**WHAT IS EXPECTED**
From top to bottom, return the records that follow exactly.

**EXTRACTED INFORMATION**
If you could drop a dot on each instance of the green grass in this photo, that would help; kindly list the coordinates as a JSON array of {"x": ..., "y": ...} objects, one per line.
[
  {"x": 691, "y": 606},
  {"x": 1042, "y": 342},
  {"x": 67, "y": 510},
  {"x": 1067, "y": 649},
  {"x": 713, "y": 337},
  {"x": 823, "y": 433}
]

**EXPECTED OUTPUT**
If you could drop a dot on each instance of the green grass in this photo, that would help; kindly list the coordinates as a JSON array of {"x": ..., "y": ...} objects, one per line.
[
  {"x": 691, "y": 606},
  {"x": 1042, "y": 342},
  {"x": 67, "y": 510},
  {"x": 1067, "y": 649},
  {"x": 713, "y": 337},
  {"x": 823, "y": 433}
]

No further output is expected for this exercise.